WORK REQUEST. All of the data should be restated word for word.

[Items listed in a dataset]
──────────────────────────────
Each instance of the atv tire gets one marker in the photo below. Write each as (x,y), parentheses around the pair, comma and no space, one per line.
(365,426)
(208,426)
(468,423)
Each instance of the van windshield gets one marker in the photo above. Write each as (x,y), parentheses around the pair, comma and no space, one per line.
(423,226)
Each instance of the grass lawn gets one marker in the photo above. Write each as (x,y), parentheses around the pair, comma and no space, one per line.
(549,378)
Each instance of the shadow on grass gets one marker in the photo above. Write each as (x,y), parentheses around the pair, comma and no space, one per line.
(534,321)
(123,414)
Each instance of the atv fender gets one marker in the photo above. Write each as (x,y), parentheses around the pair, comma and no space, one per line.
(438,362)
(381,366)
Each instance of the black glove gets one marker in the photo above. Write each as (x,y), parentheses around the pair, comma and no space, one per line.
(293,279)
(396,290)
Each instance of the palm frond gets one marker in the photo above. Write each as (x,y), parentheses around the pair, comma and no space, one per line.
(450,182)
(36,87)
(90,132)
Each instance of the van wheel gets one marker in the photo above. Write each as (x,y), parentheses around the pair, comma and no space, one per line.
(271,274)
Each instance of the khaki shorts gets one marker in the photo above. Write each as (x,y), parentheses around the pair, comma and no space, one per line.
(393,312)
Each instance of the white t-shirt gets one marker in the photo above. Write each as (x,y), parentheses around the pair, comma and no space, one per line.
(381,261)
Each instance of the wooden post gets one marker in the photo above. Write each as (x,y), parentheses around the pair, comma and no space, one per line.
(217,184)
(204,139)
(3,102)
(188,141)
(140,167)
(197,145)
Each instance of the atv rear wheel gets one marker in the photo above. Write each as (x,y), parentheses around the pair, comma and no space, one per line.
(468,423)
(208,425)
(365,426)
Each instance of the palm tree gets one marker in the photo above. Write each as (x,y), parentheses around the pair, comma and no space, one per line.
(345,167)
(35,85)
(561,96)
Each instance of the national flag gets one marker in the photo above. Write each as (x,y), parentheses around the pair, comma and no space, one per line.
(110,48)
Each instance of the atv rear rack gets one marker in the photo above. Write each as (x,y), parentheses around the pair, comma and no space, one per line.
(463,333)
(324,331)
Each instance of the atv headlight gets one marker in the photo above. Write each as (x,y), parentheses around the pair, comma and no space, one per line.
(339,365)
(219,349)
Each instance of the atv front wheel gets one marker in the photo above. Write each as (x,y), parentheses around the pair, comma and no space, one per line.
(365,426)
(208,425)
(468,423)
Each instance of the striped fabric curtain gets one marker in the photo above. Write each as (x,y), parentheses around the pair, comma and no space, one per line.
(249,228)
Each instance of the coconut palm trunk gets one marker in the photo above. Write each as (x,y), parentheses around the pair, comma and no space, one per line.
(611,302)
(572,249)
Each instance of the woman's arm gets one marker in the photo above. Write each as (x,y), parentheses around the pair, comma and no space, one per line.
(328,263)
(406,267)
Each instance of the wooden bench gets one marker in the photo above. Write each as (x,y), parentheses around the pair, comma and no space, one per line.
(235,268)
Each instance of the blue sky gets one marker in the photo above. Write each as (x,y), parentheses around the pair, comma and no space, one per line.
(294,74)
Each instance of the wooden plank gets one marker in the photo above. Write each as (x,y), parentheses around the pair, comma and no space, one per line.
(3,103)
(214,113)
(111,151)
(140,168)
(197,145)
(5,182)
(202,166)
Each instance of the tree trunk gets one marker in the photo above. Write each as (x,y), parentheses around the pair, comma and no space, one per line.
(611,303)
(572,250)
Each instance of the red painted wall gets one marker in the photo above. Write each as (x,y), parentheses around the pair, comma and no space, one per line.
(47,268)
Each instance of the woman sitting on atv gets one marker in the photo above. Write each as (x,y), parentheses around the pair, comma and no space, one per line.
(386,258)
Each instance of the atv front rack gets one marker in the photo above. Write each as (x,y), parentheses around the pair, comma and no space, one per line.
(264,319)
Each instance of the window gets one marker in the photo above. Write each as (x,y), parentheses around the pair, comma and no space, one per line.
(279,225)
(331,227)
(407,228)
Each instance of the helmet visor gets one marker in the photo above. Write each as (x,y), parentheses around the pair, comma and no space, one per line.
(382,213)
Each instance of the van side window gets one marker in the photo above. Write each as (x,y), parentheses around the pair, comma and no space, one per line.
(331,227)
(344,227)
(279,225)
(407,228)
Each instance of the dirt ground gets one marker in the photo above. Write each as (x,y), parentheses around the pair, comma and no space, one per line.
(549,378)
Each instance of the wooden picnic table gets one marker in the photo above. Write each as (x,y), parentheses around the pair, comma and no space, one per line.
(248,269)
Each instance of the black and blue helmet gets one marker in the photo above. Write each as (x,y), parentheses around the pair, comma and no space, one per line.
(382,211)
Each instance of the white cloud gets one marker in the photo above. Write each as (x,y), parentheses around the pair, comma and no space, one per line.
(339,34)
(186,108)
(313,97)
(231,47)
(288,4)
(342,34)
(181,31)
──────────────────────────────
TASK OUTPUT.
Each instance of the atv tire gets one marker in the photo below. Write each as (x,y), parentheses around the pair, comma and no space, one per line.
(365,426)
(208,426)
(468,423)
Each instance of the van windshield gets one marker in the photo above. Write each as (x,y), parentheses around the pair, comma and no space, one per line.
(423,226)
Each instance of the grass lawn gets one marker in the photo above. Write each as (x,y), parentheses around the pair, comma and no space, one per line.
(549,378)
Each instance of the shadow on grass gets one marker in the photo above. Write each as (x,y), parentheses around the pair, comma and no space, one per line.
(534,321)
(123,414)
Each instance of the atv fender gets one marker in the photo above. Write each as (x,y), parentheses around the pair, comma and no space, one per line.
(438,362)
(381,366)
Each instance of the black glove gets one marker in the photo above. Write each as (x,y), parentheses around the pair, comma and no space, one per line.
(293,279)
(396,290)
Each instance of the palm frond gets one marker in the photo above. Write each as (x,y), parentheses around the pair, comma and no space, one per line.
(450,182)
(36,87)
(90,132)
Each instance of the van wheel gets one marker in the photo above. Write each as (x,y), parentheses around the pair, comma and no space, one per line.
(271,274)
Each instance of the khaki shorts gets one marker in the photo above. Write each as (x,y), parentheses around the pair, comma and no space, one per line.
(393,312)
Each instance of the white t-shirt gets one marker in the photo above. Write each as (x,y), parentheses around the pair, comma and no space, one per line.
(381,261)
Each instance of the wooden post gets one marker in the photo above. Write each as (x,y), parentheses around the pair, comma and no space, one per line.
(217,184)
(204,139)
(3,102)
(188,141)
(140,167)
(197,145)
Each instance of the atv rear wheel gets one marker in the photo above. Write each as (x,y), parentheses around the pair, comma and no space, one per line.
(468,423)
(208,425)
(365,426)
Each instance of the palm tree gets one marker in the photo above. Write each as (x,y), parentheses around the pair, comma and no space, one per line.
(345,167)
(35,85)
(561,96)
Each instance of the national flag gets one marker in the photo above. Write each as (x,y), parentheses around the pair, comma and no space, one per line.
(110,48)
Each instance of the atv rear rack gets one marker in the photo above. Write each as (x,y), parentheses around the pair, comma and no space, one per line.
(463,333)
(324,331)
Each instance of the atv headlight gets one marker in the photo above. Write each as (x,y), parentheses around the pair, comma and no space, one per line.
(339,365)
(219,349)
Each instance of the atv front wheel gets one marker in the photo above. Write each as (x,y), parentheses around the pair, comma and no space, one per line.
(365,426)
(208,425)
(468,423)
Each instance of the striped fabric curtain gets one marker in the photo above. Write each as (x,y), parentheses around the pair, comma and no space, one per line.
(249,228)
Each instance of the coconut palm trunk gets one marker in the photo above. Write each as (x,y), parentheses around the pair, comma and no space, one per line.
(611,302)
(572,249)
Each instance of the woman's arm gets one marker in the photo above. Write each as (x,y), parentheses around the pair, comma and no space, one per line.
(328,263)
(406,267)
Each instance of the wooden bench gets one marker in the photo above. Write each as (x,y), parentheses around the pair, comma and no space, one per line.
(235,268)
Each instance of the blue sky gets one marker in the photo above. Write each as (x,y), parentheses around the pair, comma and no space, one per line.
(294,74)
Each instance of the wooden plank gets one marker in the photo above. Write each as (x,y), parentheses around the pair, comma and no space, one per line.
(3,103)
(214,113)
(111,151)
(140,168)
(197,145)
(5,182)
(202,166)
Each instance of the tree trunk gets one marker in the photo above. Write each as (x,y), parentheses around the pair, comma and no space, one per line.
(611,303)
(572,250)
Each instance of the red painted wall gets one marker in the photo above. Write each as (x,y), parentheses around the pair, comma and no space, one per line.
(47,268)
Each instance of the woman sitting on atv gets one marker in the photo above. Write each as (x,y), parentheses around the pair, comma and no space, one per line.
(386,258)
Each instance of the atv front rack gets one marker in the photo above. Write each as (x,y), parentheses around the pair, comma and no space, one per line.
(264,319)
Each instance of the window gets one marker in the photo above. Write each as (x,y), parentheses around the pair, comma and no space, one per line.
(279,225)
(331,227)
(407,228)
Each instance of the helmet visor gets one marker in the photo above. Write each as (x,y), parentheses around the pair, comma and no space, one per line.
(382,213)
Each instance of the van side window gets one marker in the photo above. Write each as (x,y), parentheses around the pair, comma and no space, one per line.
(331,227)
(344,227)
(279,225)
(407,228)
Each instance of the dirt ground gets one marker in the photo above. Write each as (x,y), parentheses around the pair, comma and no space, one per line.
(549,378)
Each instance of the wooden picnic table gets one marker in the photo above. Write each as (x,y), parentheses around the pair, comma and no space, one per line.
(248,269)
Each instance of the black and blue helmet gets one marker in the photo above. Write each as (x,y), parentheses around the pair, comma and no space, one per line.
(382,211)
Each instance of the white cloud gets one marker in the photo above. Write each as (x,y), parentheses around the pair, comma and no space, one per line.
(339,34)
(186,108)
(313,97)
(231,47)
(288,4)
(342,34)
(181,31)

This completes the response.